* _WRITTEN EXERCISE 1_:
Read the passage below about Joe Macleod's book and decide whether each statement agrees with it: (a) The book came out in 2022. (b) Macleod says a business's emotional bond with a user should end once onboarding is finished. (c) The book opens by saying many people feel lost. For each, answer yes or no and quote the deciding words from the passage.

----

The first few lines of a book are no exception, often a harbinger of things to come. This calls to mind great opening lines like, “It was the best of times, it was the worst of times,” or “One fish, two fish, red fish, blue fish.”

Joe Macleod’s 2022 book, “Endineering,” starts with the following: “Many of us feel lost. Trapped in the oscillation between consumerism and concern. At one end are powerful, short-term individualistic desires satisfied by consumerism. At the other, the guilty experience of an overburdened environment and society.”

From this promising opening, Macleod offers a how-to guide for companies to consider around the "endings" of a product or service. In my various interactions with Macleod, I’ve learned a few key things about building better consumer off-boarding processes. He stresses the importance of building an emotional connection beyond the marketing, sales and onboarding of a product and extending it through the inevitable end of the relationship between the user and the product. He also encourages businesses to recognize the opportunities that arise when they put resources toward filling the gap at the end of a product’s life with a good customer experience.

----

* _WRITTEN EXERCISE 2_:
Gather every line of the records that contains the word "white".

* _DATA FOR THIS TASK_:
----

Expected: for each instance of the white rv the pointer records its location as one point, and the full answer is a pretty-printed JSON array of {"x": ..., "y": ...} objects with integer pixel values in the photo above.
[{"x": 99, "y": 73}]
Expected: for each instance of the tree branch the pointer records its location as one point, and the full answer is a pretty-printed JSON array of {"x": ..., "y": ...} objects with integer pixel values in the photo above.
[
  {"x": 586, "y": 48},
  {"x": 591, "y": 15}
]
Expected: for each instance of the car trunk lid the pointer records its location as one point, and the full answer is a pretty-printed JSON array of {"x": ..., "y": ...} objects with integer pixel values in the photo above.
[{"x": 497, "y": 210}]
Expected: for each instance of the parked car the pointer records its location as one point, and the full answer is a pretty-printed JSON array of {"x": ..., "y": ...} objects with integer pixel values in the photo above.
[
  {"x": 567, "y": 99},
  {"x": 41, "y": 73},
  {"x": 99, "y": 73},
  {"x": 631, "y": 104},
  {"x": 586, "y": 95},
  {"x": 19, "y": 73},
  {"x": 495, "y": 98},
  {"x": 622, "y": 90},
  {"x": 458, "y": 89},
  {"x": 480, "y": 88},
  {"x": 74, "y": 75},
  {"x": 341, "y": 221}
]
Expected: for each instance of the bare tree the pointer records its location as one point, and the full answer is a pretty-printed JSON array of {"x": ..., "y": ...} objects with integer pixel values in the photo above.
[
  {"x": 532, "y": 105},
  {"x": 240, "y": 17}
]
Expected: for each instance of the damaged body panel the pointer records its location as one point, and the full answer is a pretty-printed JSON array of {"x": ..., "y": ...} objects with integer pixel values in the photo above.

----

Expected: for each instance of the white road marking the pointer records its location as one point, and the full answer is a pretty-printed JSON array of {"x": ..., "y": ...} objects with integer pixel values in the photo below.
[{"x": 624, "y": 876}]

----

* _FINISHED ANSWER 1_:
(a) Yes: "Joe Macleod’s 2022 book"
(b) No: "extending it through the inevitable end of the relationship between the user and the product"
(c) Yes: "Many of us feel lost."

* _FINISHED ANSWER 2_:
Expected: for each instance of the white rv the pointer records its location as one point, and the full answer is a pretty-printed JSON array of {"x": ..., "y": ...} objects with integer pixel values in the photo above.
Expected: for each instance of the white road marking the pointer records its location as one point, and the full answer is a pretty-printed JSON array of {"x": ..., "y": ...} objects with integer pixel values in the photo below.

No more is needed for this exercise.